■ Image segmentation entries ■

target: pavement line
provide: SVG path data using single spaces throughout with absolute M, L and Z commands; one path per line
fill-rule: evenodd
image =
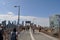
M 44 33 L 42 33 L 42 32 L 40 32 L 40 33 L 41 33 L 42 35 L 44 35 L 44 36 L 52 39 L 52 40 L 58 40 L 57 38 L 51 37 L 51 36 L 49 36 L 49 35 L 47 35 L 47 34 L 44 34 Z
M 34 37 L 33 37 L 32 32 L 31 32 L 31 28 L 30 28 L 30 36 L 31 36 L 31 39 L 32 39 L 32 40 L 35 40 Z

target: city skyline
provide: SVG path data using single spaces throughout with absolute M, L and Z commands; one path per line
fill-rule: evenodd
M 0 0 L 0 21 L 17 18 L 18 8 L 14 7 L 16 5 L 20 6 L 22 19 L 33 21 L 36 18 L 35 23 L 42 26 L 49 26 L 49 16 L 60 14 L 60 0 Z

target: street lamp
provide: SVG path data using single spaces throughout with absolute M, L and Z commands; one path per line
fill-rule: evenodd
M 17 22 L 17 25 L 19 26 L 19 22 L 20 22 L 20 6 L 14 6 L 14 7 L 18 7 L 18 22 Z

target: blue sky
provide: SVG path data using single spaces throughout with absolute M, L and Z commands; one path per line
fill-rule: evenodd
M 18 8 L 15 5 L 20 5 L 22 19 L 39 25 L 49 26 L 49 16 L 60 14 L 60 0 L 0 0 L 0 22 L 17 20 Z M 8 14 L 11 14 L 11 19 Z
M 60 13 L 60 0 L 0 0 L 0 14 L 13 12 L 17 14 L 20 5 L 20 13 L 23 16 L 49 17 Z

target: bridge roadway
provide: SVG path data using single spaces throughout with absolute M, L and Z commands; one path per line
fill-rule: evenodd
M 29 31 L 22 31 L 19 36 L 18 40 L 58 40 L 57 38 L 48 36 L 41 32 L 35 32 L 33 34 L 32 30 Z

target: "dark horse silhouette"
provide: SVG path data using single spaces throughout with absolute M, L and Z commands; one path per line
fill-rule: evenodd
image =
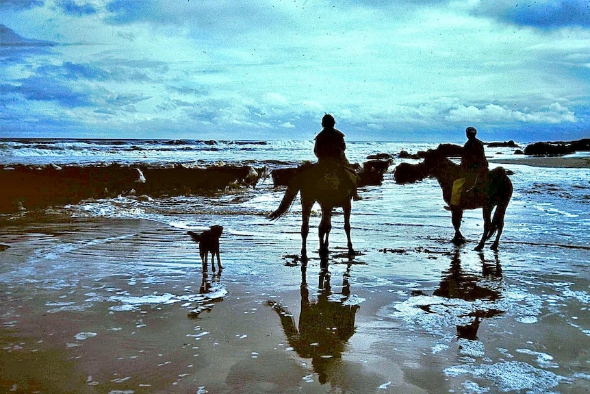
M 335 207 L 342 207 L 344 212 L 344 231 L 348 239 L 348 254 L 355 254 L 350 241 L 350 212 L 352 196 L 357 188 L 355 177 L 342 165 L 329 162 L 308 164 L 289 182 L 281 204 L 277 210 L 268 215 L 268 218 L 276 219 L 286 214 L 297 194 L 301 193 L 302 258 L 307 256 L 309 217 L 316 201 L 322 208 L 322 220 L 318 227 L 320 256 L 324 256 L 328 254 L 328 238 L 332 229 L 332 210 Z
M 402 163 L 396 168 L 395 177 L 398 183 L 408 183 L 421 180 L 427 176 L 437 179 L 443 192 L 443 199 L 450 205 L 453 182 L 463 176 L 461 166 L 456 164 L 436 149 L 429 149 L 422 163 Z M 463 212 L 468 209 L 482 208 L 483 210 L 483 234 L 476 250 L 482 250 L 485 241 L 496 234 L 491 249 L 498 250 L 500 236 L 504 228 L 504 217 L 508 203 L 512 197 L 512 182 L 502 167 L 487 172 L 483 179 L 478 178 L 474 185 L 469 185 L 463 192 L 461 204 L 451 210 L 451 221 L 454 227 L 452 241 L 456 245 L 465 243 L 459 227 Z M 493 218 L 491 211 L 496 207 Z

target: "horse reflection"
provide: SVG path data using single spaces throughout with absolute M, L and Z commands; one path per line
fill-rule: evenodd
M 211 312 L 215 303 L 223 301 L 225 294 L 224 286 L 220 283 L 221 271 L 219 273 L 209 275 L 206 271 L 203 272 L 201 287 L 198 289 L 199 295 L 195 300 L 195 306 L 187 317 L 189 319 L 196 319 L 203 312 Z
M 330 274 L 322 269 L 320 273 L 318 300 L 309 300 L 305 267 L 301 268 L 301 312 L 298 328 L 293 315 L 276 302 L 268 304 L 279 315 L 289 345 L 300 356 L 311 359 L 313 371 L 322 384 L 328 380 L 328 370 L 335 360 L 341 358 L 345 344 L 355 333 L 355 317 L 360 308 L 345 301 L 350 295 L 350 265 L 342 278 L 340 294 L 332 291 Z
M 434 291 L 433 295 L 445 298 L 459 298 L 469 301 L 498 299 L 501 295 L 498 290 L 481 284 L 482 279 L 498 280 L 502 278 L 502 267 L 498 258 L 498 254 L 494 254 L 495 264 L 487 261 L 483 253 L 480 253 L 479 256 L 482 263 L 482 275 L 466 273 L 461 266 L 459 249 L 455 249 L 451 258 L 450 267 L 445 271 L 445 276 L 441 280 L 439 288 Z M 464 339 L 476 339 L 480 319 L 493 317 L 502 313 L 501 310 L 493 308 L 476 309 L 467 315 L 459 316 L 467 316 L 473 319 L 467 324 L 457 325 L 457 336 Z

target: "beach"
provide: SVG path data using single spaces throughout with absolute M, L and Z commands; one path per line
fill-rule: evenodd
M 510 158 L 507 159 L 494 158 L 491 162 L 497 164 L 514 164 L 533 166 L 537 167 L 553 167 L 553 168 L 569 168 L 569 169 L 587 169 L 590 168 L 590 158 L 587 157 L 526 157 L 526 158 Z
M 587 393 L 590 170 L 502 165 L 497 252 L 473 250 L 479 210 L 451 243 L 436 181 L 394 164 L 353 203 L 354 256 L 337 211 L 327 276 L 319 207 L 302 269 L 300 206 L 268 221 L 268 179 L 2 215 L 0 391 Z M 204 274 L 187 231 L 213 224 L 225 269 Z

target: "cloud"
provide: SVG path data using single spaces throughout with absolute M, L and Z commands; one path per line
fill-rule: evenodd
M 55 101 L 66 108 L 89 106 L 91 101 L 85 92 L 77 92 L 51 78 L 31 77 L 21 81 L 20 85 L 4 84 L 0 90 L 21 95 L 27 100 Z
M 460 106 L 448 111 L 444 119 L 451 122 L 474 122 L 478 123 L 576 123 L 578 119 L 573 111 L 552 103 L 537 110 L 528 111 L 509 108 L 497 104 L 487 104 L 478 108 L 475 106 Z
M 0 37 L 1 47 L 53 47 L 56 45 L 51 41 L 25 38 L 4 25 L 0 25 Z
M 482 1 L 476 15 L 501 22 L 550 30 L 566 27 L 590 27 L 588 0 L 524 0 Z
M 98 8 L 86 1 L 59 0 L 56 5 L 69 15 L 82 16 L 97 14 Z
M 26 10 L 40 7 L 44 0 L 0 0 L 0 7 L 4 9 Z

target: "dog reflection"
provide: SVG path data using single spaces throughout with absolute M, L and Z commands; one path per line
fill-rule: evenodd
M 203 273 L 198 289 L 199 296 L 195 300 L 194 308 L 187 315 L 189 319 L 196 319 L 205 311 L 211 312 L 216 303 L 223 301 L 222 293 L 219 292 L 223 288 L 220 278 L 221 272 L 215 275 L 209 275 L 206 271 Z
M 469 301 L 498 299 L 501 295 L 499 291 L 481 284 L 482 279 L 498 280 L 502 278 L 502 267 L 498 258 L 498 254 L 494 254 L 495 263 L 487 261 L 483 253 L 480 253 L 479 256 L 482 263 L 482 275 L 466 273 L 461 266 L 459 249 L 456 249 L 451 258 L 450 267 L 445 271 L 445 275 L 441 280 L 439 288 L 434 291 L 433 295 L 445 298 L 459 298 Z M 480 319 L 493 317 L 502 313 L 502 311 L 498 309 L 478 309 L 467 315 L 460 316 L 467 316 L 473 319 L 468 324 L 457 325 L 457 336 L 464 339 L 476 339 Z
M 355 333 L 355 316 L 360 307 L 344 304 L 350 294 L 349 278 L 350 266 L 343 276 L 342 296 L 339 296 L 332 292 L 329 273 L 322 269 L 318 300 L 313 302 L 309 301 L 305 270 L 302 269 L 298 328 L 286 308 L 268 301 L 281 319 L 289 345 L 300 357 L 311 359 L 311 366 L 322 384 L 327 381 L 328 367 L 334 360 L 340 358 L 346 341 Z

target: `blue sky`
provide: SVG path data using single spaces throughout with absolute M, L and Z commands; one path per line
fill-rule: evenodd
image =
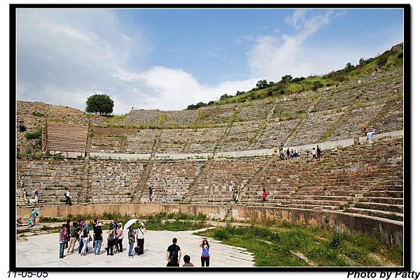
M 258 79 L 306 76 L 382 52 L 402 10 L 20 10 L 18 99 L 115 112 L 183 109 Z

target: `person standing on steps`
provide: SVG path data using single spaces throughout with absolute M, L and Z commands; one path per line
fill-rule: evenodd
M 184 259 L 184 264 L 182 265 L 183 267 L 194 267 L 194 265 L 192 262 L 190 262 L 191 261 L 191 258 L 190 258 L 190 256 L 188 255 L 184 255 L 183 259 Z
M 267 201 L 267 195 L 265 188 L 262 188 L 262 203 L 265 203 Z
M 82 248 L 81 255 L 86 255 L 88 253 L 88 244 L 89 244 L 89 239 L 90 237 L 90 234 L 89 233 L 89 223 L 86 223 L 85 221 L 83 220 L 82 226 L 83 227 L 82 229 L 82 236 L 83 238 L 83 248 Z
M 108 237 L 106 239 L 107 244 L 106 244 L 106 255 L 113 255 L 113 246 L 114 246 L 114 237 L 115 237 L 115 231 L 114 227 L 111 225 L 109 227 L 109 230 L 108 231 Z M 111 250 L 111 253 L 109 253 L 109 251 Z
M 64 258 L 64 246 L 67 240 L 67 227 L 65 223 L 62 225 L 62 228 L 59 231 L 59 237 L 58 243 L 59 244 L 59 258 Z
M 152 190 L 152 187 L 149 187 L 149 202 L 152 202 L 153 197 L 153 190 Z
M 34 203 L 38 203 L 38 188 L 34 191 Z
M 70 200 L 71 195 L 70 189 L 67 188 L 67 190 L 66 190 L 66 192 L 64 193 L 64 196 L 66 197 L 66 205 L 69 204 L 69 206 L 71 206 L 71 201 Z
M 199 246 L 202 248 L 202 267 L 204 267 L 204 264 L 206 265 L 206 267 L 208 267 L 210 265 L 210 253 L 209 253 L 209 251 L 210 251 L 210 245 L 209 244 L 207 239 L 204 238 L 202 244 Z
M 117 232 L 117 252 L 122 252 L 122 239 L 124 239 L 124 232 L 122 232 L 122 224 L 118 223 L 118 230 Z
M 143 255 L 144 253 L 144 234 L 146 233 L 146 227 L 144 223 L 141 222 L 140 227 L 137 229 L 137 247 L 139 247 L 139 253 L 137 255 Z
M 74 251 L 74 246 L 77 241 L 77 223 L 73 222 L 73 225 L 70 227 L 70 244 L 67 248 L 67 253 L 70 253 L 70 251 L 73 253 Z
M 66 240 L 66 248 L 69 248 L 69 241 L 70 241 L 70 235 L 71 235 L 70 220 L 69 220 L 69 219 L 67 219 L 67 220 L 66 220 L 66 227 L 67 227 L 67 231 L 66 232 L 67 233 L 67 239 Z
M 128 257 L 133 258 L 133 248 L 134 247 L 134 239 L 136 231 L 133 229 L 133 225 L 128 227 Z
M 316 158 L 321 160 L 321 147 L 316 145 Z
M 167 262 L 167 267 L 178 267 L 179 260 L 182 255 L 181 248 L 176 245 L 176 238 L 172 239 L 172 245 L 169 246 L 167 250 L 165 259 Z M 179 252 L 179 253 L 178 253 Z
M 369 143 L 370 144 L 372 144 L 372 137 L 373 136 L 373 134 L 374 133 L 376 133 L 376 132 L 377 132 L 377 130 L 375 130 L 374 128 L 372 131 L 366 133 L 366 137 L 368 138 L 368 143 Z
M 31 227 L 34 226 L 36 224 L 36 217 L 38 217 L 39 214 L 35 210 L 35 208 L 32 208 L 31 217 Z
M 104 239 L 102 226 L 102 223 L 97 223 L 93 227 L 93 237 L 94 240 L 93 241 L 93 253 L 97 255 L 101 254 L 101 246 L 102 245 L 102 239 Z
M 166 198 L 167 198 L 166 190 L 163 190 L 163 193 L 162 194 L 162 203 L 163 203 L 163 204 L 167 203 Z

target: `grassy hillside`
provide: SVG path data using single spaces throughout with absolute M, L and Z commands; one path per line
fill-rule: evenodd
M 393 48 L 376 57 L 365 59 L 360 58 L 359 63 L 354 66 L 348 63 L 346 67 L 332 71 L 323 76 L 310 76 L 306 78 L 295 78 L 290 76 L 282 77 L 278 83 L 267 82 L 264 80 L 258 88 L 248 92 L 237 92 L 236 95 L 223 94 L 218 101 L 209 103 L 199 102 L 188 106 L 187 109 L 195 110 L 200 107 L 241 103 L 246 101 L 260 99 L 271 96 L 291 94 L 307 90 L 317 90 L 327 86 L 338 86 L 354 79 L 372 74 L 377 70 L 388 70 L 402 66 L 403 50 L 399 48 Z M 259 82 L 260 83 L 260 82 Z

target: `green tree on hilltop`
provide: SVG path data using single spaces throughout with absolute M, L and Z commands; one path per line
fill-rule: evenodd
M 292 76 L 291 75 L 286 75 L 284 76 L 283 77 L 281 77 L 281 83 L 290 83 L 292 80 Z
M 258 90 L 262 90 L 268 88 L 268 83 L 267 82 L 267 80 L 260 80 L 257 82 L 256 85 Z
M 110 115 L 113 110 L 113 101 L 109 95 L 94 94 L 86 100 L 86 112 Z

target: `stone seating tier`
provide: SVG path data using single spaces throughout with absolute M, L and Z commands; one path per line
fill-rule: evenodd
M 402 218 L 401 138 L 323 151 L 321 160 L 310 157 L 150 160 L 141 187 L 145 160 L 90 158 L 88 168 L 83 160 L 18 161 L 18 171 L 27 195 L 38 186 L 41 200 L 48 195 L 48 204 L 64 203 L 65 186 L 74 190 L 75 203 L 85 203 L 87 199 L 94 204 L 133 203 L 139 197 L 147 201 L 148 187 L 153 186 L 155 202 L 164 190 L 167 202 L 227 204 L 238 190 L 244 205 L 344 210 Z M 264 204 L 262 188 L 268 192 Z M 79 193 L 84 200 L 78 198 Z

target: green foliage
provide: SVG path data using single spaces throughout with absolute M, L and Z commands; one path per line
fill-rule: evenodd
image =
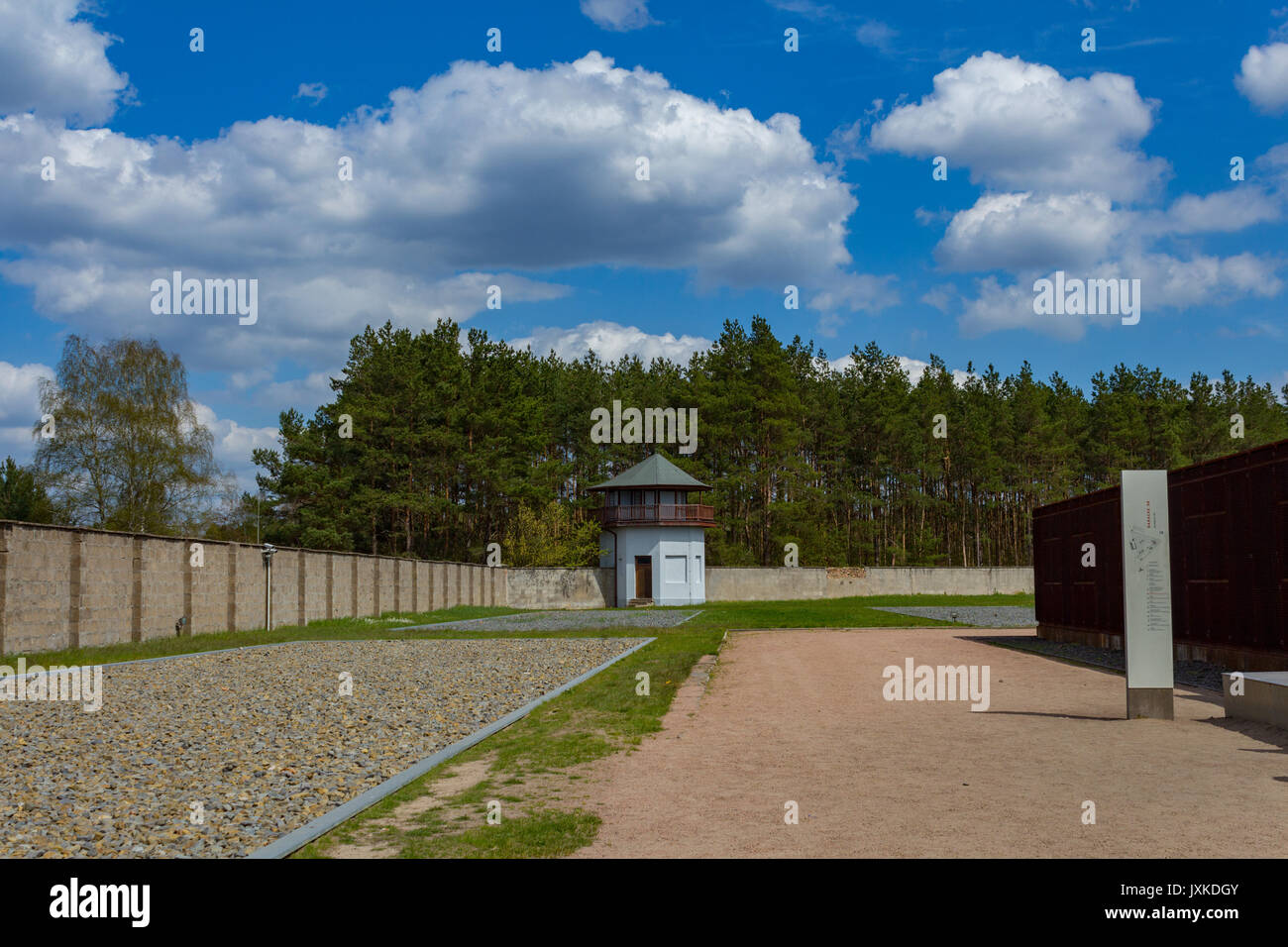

■ GOAL ■
Reproduce everything from the start of the material down to the line containing "M 34 37 L 33", both ends included, scaling every coordinate in the path data by 1.3 and rounding each result to a whole number with halves rounded up. Keep all other lines unchanged, and leave the pictures out.

■ SOLUTION TO THE EXERCISE ■
target: pavement line
provide: SVG path data using single spaces throughout with absolute M, L and Z commands; one path per line
fill-rule: evenodd
image =
M 57 43 L 55 43 L 55 42 L 52 42 L 52 43 L 53 43 L 55 46 L 57 46 L 57 47 L 68 51 L 68 52 L 75 52 L 74 49 L 66 48 L 66 47 L 64 47 L 64 46 L 61 46 L 61 44 L 57 44 Z
M 44 48 L 43 48 L 42 42 L 40 42 L 40 36 L 39 36 L 39 47 L 40 47 L 40 51 L 42 51 L 42 52 L 46 52 Z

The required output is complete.